#### Records supplied ####
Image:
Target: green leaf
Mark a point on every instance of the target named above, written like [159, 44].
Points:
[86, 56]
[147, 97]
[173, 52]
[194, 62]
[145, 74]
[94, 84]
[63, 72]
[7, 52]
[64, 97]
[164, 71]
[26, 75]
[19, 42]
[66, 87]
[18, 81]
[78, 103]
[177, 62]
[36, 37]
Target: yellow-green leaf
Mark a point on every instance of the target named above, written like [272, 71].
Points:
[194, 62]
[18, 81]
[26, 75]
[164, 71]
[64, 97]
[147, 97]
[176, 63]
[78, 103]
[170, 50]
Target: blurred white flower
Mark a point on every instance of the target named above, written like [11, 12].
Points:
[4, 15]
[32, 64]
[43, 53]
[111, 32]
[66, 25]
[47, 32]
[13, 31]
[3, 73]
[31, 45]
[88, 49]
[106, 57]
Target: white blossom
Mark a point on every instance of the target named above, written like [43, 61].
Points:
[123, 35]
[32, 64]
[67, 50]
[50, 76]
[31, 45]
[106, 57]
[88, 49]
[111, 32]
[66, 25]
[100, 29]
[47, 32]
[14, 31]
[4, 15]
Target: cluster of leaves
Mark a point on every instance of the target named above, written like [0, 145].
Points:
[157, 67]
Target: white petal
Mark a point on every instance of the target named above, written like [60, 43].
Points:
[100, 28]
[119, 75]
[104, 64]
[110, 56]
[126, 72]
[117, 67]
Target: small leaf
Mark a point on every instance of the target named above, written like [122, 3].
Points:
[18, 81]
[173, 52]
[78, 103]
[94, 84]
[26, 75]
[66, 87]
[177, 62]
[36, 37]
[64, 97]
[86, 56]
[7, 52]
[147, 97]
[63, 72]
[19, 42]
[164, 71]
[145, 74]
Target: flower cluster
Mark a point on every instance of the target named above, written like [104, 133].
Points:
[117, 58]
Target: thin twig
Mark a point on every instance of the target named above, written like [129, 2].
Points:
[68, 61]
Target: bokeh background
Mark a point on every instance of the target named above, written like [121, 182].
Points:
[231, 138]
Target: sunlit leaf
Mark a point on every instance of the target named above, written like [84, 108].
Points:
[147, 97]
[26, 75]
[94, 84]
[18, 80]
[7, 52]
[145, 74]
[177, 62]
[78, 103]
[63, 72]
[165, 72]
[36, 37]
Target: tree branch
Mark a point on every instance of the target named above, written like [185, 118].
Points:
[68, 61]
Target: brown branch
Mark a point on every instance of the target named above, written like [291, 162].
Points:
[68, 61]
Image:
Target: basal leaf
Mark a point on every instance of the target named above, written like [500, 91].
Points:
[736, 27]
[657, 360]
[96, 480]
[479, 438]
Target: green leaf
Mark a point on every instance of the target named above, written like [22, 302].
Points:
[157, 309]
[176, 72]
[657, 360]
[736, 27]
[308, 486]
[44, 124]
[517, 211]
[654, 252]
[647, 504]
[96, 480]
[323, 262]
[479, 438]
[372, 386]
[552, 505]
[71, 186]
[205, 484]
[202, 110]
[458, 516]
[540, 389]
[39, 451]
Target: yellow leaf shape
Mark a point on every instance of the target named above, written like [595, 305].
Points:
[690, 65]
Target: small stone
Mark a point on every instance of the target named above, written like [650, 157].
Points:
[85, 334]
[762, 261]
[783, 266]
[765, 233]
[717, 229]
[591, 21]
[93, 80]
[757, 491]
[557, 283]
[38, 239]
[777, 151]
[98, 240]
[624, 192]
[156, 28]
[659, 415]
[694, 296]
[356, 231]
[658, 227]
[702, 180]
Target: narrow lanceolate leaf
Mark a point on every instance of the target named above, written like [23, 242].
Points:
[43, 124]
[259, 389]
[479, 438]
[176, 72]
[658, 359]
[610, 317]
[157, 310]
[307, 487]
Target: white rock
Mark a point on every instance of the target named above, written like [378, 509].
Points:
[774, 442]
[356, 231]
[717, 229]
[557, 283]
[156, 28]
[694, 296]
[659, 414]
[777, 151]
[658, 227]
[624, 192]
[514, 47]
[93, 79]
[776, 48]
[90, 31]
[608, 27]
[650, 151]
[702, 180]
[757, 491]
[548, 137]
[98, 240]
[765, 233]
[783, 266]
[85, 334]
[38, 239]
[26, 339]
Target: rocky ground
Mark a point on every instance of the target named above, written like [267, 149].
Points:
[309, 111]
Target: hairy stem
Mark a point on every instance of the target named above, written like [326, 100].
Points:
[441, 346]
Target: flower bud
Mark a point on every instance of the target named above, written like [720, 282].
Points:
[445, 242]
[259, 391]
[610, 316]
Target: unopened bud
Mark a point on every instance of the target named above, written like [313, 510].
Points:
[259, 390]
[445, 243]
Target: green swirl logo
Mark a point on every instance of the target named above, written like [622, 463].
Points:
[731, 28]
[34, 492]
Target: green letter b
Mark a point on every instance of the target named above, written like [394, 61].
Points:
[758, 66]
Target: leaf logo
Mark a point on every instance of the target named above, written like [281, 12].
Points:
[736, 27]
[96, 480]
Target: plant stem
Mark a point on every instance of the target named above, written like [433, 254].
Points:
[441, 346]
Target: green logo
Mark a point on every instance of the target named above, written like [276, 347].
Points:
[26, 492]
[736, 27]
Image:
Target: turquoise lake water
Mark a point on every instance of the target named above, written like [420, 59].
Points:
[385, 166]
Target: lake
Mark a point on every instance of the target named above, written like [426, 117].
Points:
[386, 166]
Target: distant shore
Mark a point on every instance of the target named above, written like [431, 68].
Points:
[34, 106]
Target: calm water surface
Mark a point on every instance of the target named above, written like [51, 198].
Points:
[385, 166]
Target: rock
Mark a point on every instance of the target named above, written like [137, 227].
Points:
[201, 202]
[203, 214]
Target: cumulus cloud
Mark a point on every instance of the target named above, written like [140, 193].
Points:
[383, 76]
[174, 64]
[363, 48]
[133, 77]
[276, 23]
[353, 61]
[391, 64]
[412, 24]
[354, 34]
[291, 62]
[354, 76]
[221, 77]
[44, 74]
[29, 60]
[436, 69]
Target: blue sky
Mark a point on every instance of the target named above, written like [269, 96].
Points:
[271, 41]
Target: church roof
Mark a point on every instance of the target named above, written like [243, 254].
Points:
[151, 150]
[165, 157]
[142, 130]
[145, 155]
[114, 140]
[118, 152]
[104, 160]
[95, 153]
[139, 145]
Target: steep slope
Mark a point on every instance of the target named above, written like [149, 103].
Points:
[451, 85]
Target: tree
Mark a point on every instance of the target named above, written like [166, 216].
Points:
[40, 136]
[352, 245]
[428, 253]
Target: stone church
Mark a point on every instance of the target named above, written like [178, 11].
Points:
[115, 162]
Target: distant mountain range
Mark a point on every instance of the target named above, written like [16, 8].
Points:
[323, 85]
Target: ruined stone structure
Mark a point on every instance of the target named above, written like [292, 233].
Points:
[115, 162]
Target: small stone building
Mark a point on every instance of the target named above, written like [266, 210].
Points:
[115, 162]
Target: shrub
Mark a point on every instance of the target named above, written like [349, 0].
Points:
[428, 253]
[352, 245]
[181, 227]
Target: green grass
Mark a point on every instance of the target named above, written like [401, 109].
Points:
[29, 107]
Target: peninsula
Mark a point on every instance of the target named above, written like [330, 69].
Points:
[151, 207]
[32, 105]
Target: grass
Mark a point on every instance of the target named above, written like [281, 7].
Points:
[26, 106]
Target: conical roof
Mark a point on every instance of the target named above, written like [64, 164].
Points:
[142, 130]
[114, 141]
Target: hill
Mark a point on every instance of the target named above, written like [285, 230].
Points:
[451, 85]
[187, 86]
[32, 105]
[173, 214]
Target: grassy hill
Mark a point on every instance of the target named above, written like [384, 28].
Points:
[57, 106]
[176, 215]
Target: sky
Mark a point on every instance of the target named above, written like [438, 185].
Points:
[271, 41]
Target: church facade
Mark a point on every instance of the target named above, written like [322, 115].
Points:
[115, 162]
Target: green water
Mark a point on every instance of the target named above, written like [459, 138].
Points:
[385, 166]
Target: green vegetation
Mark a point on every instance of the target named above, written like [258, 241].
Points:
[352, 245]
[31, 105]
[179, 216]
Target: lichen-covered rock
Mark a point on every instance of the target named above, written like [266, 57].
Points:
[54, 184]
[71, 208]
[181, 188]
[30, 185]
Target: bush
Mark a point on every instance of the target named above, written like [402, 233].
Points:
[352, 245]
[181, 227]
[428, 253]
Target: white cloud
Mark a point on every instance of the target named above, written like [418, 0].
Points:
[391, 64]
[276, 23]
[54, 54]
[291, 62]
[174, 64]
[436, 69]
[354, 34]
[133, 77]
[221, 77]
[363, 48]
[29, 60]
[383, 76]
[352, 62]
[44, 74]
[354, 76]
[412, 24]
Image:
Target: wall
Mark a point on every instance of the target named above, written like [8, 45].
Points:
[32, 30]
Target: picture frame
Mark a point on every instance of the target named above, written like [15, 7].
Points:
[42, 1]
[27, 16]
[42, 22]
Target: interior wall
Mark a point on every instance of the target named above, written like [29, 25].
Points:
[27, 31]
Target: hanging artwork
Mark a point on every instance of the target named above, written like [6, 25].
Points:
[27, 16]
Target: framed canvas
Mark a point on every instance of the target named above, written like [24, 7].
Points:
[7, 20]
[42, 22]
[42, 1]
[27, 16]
####
Exercise:
Nothing but the lines from the one that contains "like [322, 115]." through the end of the listing above should be copied, each exactly as written.

Output:
Mark a point on every instance of the target named above, written like [322, 115].
Points:
[115, 162]
Target: green water
Mark a point on every instance of the target named above, written like [459, 138].
Points:
[385, 166]
Target: green vegetation
Mark a point on every instance of the target named above, written like [258, 241].
Points:
[352, 245]
[31, 105]
[179, 216]
Target: lichen-covered rock
Mark a point on every instance of the target named above, written like [266, 57].
Points:
[54, 184]
[71, 208]
[181, 188]
[30, 185]
Target: bush
Mark a point on every instance of the target named above, written like [402, 233].
Points:
[352, 245]
[181, 227]
[428, 253]
Target: white cloud
Mark a point on every instance of the target named above, written like [418, 0].
Points:
[391, 64]
[276, 23]
[54, 54]
[291, 62]
[174, 64]
[436, 69]
[354, 34]
[133, 77]
[221, 77]
[363, 48]
[29, 60]
[383, 76]
[352, 62]
[44, 74]
[354, 76]
[412, 24]
Image:
Target: wall
Mark a point on every instance of the target named above, written like [8, 45].
Points:
[32, 30]
Target: picture frame
Mark a point on every instance of the target named above, written like [15, 7].
Points:
[42, 1]
[27, 16]
[42, 22]
Target: interior wall
Mark a point on every instance of the target named above, written like [29, 25].
Points:
[27, 31]
Target: hanging artwork
Mark a point on every instance of the target named above, written like [6, 25].
Points:
[27, 16]
Target: framed canvas
Mark a point on every instance of the target named above, written like [24, 7].
Points:
[7, 20]
[42, 22]
[42, 1]
[27, 16]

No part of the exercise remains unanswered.